• [Dataset records]:
* BEGIN *

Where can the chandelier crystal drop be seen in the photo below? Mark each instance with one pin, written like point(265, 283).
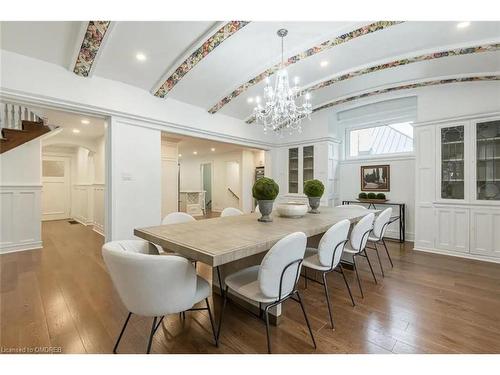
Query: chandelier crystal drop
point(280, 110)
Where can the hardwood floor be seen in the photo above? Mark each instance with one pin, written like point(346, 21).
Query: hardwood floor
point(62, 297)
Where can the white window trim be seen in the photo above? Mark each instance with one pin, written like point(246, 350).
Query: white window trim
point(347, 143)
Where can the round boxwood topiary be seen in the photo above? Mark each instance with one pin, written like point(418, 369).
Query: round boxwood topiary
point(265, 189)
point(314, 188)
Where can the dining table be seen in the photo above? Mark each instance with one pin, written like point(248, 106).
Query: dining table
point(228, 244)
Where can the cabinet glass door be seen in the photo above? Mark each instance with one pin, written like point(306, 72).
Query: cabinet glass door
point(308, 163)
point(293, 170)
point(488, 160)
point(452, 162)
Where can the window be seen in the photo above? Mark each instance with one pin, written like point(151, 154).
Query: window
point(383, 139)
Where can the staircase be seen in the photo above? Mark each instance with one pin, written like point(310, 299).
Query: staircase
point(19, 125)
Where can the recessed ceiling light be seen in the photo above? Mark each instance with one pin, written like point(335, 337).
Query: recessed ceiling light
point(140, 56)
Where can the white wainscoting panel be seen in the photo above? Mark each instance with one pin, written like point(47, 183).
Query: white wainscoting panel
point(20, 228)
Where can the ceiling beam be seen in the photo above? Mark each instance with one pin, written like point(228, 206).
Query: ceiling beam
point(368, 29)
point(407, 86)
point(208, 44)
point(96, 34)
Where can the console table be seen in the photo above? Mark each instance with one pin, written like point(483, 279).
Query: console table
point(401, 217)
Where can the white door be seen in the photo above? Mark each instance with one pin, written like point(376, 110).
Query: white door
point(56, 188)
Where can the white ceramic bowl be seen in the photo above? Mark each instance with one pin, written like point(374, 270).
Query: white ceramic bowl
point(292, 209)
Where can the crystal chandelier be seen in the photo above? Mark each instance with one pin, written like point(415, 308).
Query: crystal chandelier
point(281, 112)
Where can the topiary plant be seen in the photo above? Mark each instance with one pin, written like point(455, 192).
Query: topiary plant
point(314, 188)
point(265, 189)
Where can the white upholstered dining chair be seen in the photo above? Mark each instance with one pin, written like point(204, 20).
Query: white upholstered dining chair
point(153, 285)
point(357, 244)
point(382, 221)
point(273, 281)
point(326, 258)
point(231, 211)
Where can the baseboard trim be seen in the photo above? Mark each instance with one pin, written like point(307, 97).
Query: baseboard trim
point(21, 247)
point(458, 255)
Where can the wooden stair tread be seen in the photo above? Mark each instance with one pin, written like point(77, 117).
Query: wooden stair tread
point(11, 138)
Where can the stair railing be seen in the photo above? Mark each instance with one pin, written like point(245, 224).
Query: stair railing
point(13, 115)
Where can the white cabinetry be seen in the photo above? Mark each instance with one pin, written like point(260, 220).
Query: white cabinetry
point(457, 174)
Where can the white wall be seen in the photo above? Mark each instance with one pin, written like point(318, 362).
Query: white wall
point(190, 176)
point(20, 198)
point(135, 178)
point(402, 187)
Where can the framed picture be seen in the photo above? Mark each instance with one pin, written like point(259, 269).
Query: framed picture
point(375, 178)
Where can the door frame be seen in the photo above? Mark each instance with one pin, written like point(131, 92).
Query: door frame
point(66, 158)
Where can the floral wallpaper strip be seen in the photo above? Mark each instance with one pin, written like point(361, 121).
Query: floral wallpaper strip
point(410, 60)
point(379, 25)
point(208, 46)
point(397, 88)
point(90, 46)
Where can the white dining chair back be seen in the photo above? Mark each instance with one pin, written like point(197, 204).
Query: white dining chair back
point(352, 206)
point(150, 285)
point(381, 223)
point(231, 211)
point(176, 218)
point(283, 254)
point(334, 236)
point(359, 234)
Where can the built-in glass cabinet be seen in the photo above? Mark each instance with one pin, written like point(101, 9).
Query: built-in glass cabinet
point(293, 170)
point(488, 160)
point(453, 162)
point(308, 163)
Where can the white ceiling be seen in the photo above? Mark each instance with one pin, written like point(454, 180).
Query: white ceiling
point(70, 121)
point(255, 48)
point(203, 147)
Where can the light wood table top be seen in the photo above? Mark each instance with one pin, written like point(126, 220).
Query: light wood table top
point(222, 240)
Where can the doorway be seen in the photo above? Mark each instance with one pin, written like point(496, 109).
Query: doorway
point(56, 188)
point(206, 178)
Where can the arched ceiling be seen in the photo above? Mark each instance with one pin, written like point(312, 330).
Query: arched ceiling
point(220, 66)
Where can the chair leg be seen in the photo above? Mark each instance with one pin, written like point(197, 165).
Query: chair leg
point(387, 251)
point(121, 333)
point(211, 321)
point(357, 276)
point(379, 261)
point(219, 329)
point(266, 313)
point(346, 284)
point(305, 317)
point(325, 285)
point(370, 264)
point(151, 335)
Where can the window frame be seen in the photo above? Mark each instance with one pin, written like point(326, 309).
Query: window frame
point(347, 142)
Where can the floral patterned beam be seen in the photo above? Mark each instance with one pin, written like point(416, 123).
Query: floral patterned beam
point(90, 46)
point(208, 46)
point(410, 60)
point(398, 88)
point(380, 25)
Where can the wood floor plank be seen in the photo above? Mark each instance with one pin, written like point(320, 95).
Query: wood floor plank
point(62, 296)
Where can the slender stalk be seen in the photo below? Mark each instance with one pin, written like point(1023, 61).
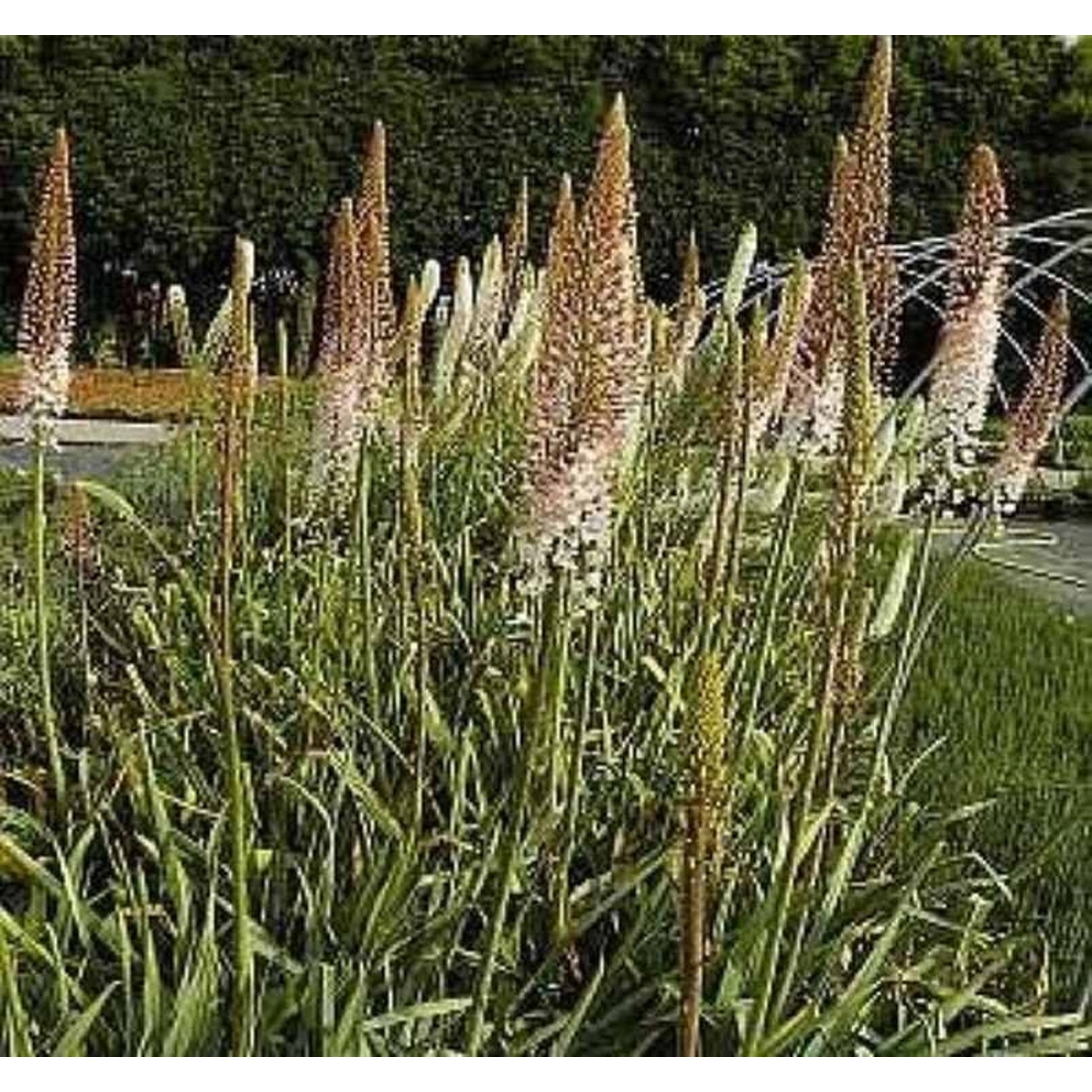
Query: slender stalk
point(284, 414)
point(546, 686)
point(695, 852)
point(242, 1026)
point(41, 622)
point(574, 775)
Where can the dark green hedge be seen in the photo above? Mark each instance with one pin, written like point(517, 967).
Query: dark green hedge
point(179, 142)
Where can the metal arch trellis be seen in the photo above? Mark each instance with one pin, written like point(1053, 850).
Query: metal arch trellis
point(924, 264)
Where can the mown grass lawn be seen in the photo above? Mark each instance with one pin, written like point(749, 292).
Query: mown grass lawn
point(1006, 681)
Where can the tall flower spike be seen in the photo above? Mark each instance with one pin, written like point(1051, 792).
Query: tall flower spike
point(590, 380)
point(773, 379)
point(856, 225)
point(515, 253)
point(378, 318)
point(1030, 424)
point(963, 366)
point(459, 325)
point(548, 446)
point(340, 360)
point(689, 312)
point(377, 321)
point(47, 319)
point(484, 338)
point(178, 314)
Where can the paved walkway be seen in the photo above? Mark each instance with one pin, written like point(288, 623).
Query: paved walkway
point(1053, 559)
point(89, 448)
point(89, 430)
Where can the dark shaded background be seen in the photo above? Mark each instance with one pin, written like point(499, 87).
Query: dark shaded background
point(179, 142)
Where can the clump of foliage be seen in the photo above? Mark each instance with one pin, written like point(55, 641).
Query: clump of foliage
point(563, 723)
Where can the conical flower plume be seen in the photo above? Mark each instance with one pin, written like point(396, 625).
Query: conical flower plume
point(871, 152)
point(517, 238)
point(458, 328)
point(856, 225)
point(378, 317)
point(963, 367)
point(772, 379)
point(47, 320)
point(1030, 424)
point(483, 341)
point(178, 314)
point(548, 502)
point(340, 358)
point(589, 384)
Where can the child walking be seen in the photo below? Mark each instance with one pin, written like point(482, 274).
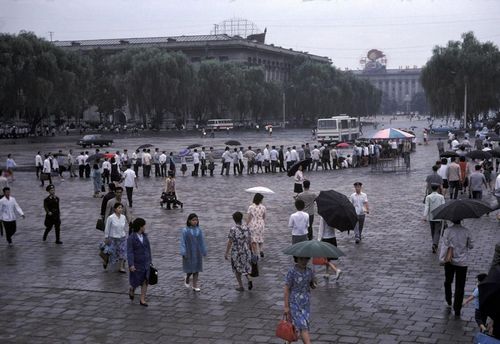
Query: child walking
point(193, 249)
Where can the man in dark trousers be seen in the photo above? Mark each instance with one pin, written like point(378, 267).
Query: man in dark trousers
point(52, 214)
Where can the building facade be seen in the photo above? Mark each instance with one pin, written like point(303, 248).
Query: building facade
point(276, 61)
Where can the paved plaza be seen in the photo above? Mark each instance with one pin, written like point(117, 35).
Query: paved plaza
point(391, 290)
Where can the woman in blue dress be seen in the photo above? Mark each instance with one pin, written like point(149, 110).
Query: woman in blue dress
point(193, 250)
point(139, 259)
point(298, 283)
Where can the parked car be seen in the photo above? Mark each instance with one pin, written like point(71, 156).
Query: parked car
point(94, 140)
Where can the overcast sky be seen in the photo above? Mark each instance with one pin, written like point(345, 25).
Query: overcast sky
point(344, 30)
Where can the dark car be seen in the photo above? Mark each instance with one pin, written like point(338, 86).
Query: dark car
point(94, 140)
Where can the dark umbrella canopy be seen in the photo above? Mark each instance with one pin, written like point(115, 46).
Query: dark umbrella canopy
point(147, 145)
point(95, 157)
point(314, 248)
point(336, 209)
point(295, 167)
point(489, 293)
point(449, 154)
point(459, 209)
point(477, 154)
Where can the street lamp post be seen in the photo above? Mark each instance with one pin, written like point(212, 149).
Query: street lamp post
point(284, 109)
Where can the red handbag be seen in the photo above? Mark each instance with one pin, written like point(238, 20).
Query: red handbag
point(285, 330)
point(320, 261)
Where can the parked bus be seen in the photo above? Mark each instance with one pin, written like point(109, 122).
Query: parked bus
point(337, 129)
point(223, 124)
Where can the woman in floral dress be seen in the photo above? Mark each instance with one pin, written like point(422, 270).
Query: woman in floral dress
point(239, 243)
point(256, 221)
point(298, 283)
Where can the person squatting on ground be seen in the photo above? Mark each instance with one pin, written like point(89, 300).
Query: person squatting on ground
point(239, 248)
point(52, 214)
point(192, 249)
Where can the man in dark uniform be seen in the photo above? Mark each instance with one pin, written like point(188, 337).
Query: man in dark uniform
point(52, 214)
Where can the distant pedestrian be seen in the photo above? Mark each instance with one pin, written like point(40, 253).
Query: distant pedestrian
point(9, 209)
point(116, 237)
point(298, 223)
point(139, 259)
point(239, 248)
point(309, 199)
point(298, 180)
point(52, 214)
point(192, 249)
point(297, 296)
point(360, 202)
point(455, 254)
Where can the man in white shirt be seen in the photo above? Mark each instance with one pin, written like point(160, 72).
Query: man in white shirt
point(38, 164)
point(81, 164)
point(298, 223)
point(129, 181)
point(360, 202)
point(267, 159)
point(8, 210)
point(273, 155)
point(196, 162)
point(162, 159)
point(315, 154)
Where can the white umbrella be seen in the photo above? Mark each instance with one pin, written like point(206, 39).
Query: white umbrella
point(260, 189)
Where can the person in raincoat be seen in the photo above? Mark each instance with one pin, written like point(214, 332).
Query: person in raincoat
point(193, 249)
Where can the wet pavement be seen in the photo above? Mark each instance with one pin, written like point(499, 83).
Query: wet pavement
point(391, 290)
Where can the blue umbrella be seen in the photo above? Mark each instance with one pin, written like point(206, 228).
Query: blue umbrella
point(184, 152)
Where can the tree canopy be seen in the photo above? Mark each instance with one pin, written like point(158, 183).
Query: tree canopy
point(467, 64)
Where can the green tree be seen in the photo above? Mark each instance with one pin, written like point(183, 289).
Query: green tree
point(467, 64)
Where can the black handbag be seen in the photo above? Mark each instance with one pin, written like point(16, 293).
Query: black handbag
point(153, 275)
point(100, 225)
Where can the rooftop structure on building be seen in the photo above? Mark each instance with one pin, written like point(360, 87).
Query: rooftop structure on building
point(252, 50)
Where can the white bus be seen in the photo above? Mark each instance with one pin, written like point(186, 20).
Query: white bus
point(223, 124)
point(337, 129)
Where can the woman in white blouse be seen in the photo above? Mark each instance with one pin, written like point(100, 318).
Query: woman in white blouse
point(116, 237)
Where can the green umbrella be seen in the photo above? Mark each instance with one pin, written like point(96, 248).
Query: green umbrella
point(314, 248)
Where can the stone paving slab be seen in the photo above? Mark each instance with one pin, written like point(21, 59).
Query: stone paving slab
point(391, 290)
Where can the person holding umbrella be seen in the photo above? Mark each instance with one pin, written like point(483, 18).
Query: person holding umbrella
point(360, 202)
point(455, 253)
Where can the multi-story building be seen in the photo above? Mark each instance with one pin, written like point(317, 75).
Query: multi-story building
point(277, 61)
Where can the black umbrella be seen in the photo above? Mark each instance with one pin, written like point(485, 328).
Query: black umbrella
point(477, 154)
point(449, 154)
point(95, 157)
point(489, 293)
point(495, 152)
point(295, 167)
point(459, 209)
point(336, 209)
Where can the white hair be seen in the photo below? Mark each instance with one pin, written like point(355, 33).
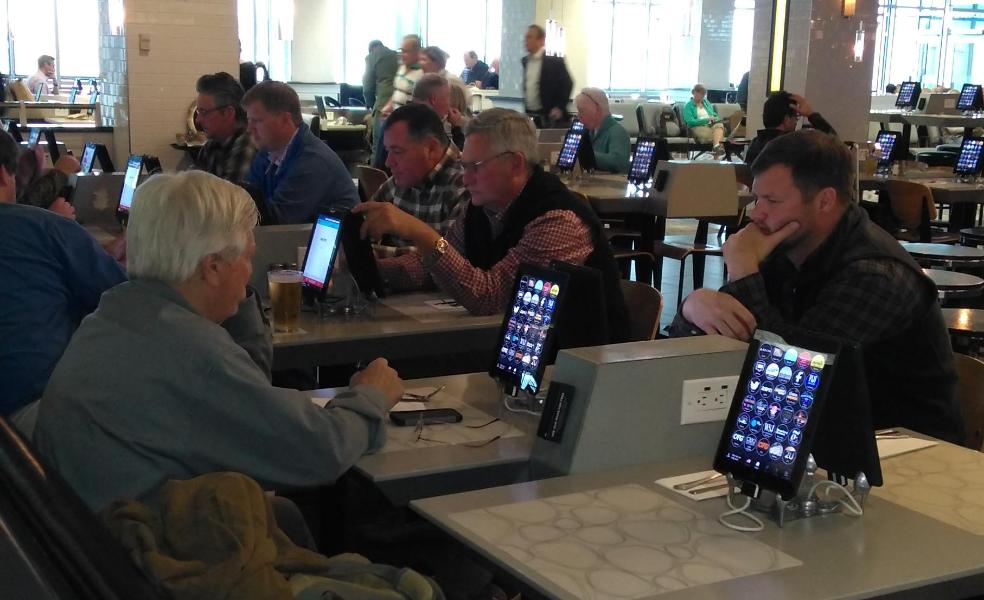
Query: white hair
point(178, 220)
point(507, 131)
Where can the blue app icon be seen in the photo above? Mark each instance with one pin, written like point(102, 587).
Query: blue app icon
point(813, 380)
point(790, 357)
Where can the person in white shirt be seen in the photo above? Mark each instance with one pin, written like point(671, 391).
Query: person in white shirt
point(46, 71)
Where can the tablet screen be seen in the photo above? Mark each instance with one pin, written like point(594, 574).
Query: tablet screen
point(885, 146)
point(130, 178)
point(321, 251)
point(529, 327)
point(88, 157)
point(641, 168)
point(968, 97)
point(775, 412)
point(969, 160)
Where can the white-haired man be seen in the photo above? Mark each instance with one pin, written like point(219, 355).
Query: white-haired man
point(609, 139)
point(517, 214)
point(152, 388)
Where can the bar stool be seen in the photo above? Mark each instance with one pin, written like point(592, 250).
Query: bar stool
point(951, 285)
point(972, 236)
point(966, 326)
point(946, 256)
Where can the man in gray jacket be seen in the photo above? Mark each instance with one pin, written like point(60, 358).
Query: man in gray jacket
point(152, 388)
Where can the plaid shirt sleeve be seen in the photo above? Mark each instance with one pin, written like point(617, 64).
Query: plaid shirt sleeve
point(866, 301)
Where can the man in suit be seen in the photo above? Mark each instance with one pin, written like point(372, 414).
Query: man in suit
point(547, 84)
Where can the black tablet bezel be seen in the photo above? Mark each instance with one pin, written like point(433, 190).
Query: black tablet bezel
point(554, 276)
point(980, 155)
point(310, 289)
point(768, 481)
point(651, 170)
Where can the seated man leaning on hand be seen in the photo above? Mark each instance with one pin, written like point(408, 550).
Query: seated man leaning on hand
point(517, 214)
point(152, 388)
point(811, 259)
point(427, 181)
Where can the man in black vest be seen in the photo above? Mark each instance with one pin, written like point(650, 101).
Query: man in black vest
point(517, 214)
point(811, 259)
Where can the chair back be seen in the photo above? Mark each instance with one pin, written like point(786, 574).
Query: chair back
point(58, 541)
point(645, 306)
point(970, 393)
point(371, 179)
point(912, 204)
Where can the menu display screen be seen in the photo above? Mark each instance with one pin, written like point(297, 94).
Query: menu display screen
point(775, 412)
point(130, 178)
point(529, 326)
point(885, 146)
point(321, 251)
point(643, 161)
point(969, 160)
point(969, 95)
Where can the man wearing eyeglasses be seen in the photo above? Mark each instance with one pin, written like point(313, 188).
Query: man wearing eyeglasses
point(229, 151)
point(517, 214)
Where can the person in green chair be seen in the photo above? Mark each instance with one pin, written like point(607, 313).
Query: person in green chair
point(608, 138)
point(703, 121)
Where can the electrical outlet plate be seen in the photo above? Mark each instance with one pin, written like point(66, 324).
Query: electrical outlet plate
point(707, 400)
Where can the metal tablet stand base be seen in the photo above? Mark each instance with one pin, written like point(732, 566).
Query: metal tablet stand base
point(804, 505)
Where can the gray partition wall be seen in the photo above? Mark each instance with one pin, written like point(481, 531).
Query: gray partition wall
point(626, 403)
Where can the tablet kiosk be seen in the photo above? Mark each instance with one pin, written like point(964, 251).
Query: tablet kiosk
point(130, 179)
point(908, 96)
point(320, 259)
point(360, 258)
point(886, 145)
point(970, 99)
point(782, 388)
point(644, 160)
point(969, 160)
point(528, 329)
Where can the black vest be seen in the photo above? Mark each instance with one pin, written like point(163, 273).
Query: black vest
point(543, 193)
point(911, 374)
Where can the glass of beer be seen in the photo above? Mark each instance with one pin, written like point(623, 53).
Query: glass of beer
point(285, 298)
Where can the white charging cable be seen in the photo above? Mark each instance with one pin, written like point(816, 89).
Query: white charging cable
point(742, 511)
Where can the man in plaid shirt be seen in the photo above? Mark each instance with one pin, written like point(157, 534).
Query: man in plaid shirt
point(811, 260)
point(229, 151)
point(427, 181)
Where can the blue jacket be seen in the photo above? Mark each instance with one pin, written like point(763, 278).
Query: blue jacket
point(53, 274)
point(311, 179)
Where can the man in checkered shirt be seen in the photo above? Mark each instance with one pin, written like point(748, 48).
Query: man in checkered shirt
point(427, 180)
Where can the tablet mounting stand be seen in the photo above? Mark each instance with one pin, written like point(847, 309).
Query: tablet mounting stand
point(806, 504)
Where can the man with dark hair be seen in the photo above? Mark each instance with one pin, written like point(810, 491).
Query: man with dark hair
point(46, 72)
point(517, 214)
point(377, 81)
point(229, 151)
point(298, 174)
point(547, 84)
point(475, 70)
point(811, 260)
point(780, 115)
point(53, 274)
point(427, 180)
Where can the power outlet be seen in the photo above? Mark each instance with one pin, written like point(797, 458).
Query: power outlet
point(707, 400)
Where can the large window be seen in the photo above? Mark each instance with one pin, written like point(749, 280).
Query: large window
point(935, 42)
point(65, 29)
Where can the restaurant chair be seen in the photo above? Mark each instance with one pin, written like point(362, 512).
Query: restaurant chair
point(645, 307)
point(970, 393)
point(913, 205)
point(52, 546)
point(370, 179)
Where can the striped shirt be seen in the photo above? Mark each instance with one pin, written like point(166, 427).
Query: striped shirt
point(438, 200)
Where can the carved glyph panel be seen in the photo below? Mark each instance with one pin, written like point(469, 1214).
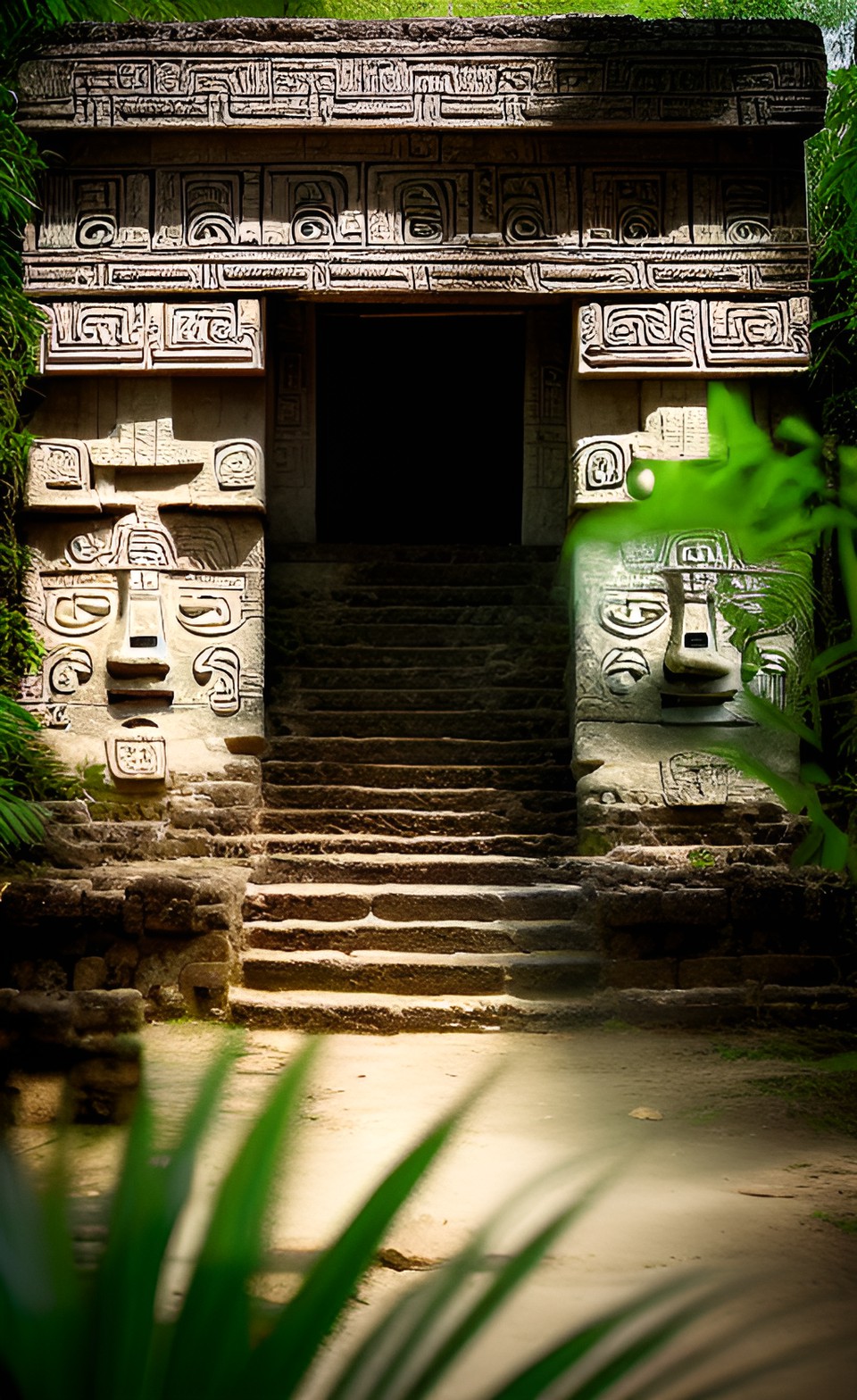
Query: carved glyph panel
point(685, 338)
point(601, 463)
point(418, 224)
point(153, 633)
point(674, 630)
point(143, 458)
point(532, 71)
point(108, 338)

* END *

• [Problem statement]:
Omit the pictures and write out exactly the lines from the one containing "Where can the power" through the last line of the material.

• [Reply]:
Where can the power outlet be seen in the photo above? Mark each instance with one pin, written like point(797, 458).
Query: power outlet
point(707, 400)
Where can the large window be seen in the photo above? Mark each instance with one pin, written like point(749, 280).
Query: large window
point(935, 42)
point(65, 29)
Where can the restaurant chair be seen in the photo above? Mark each instance with one pin, written like point(362, 512).
Query: restaurant chair
point(645, 307)
point(970, 393)
point(913, 205)
point(52, 546)
point(370, 179)
Where can the striped shirt be seen in the photo above? Mark each instance with one pin, written like point(166, 427).
Query: striped shirt
point(438, 200)
Where can the carved glyph panel be seen in the photo below? Mark each instance with one pin, written like point(469, 1214).
Query: carved glyph panel
point(685, 338)
point(601, 463)
point(418, 224)
point(153, 633)
point(674, 630)
point(143, 458)
point(532, 71)
point(108, 338)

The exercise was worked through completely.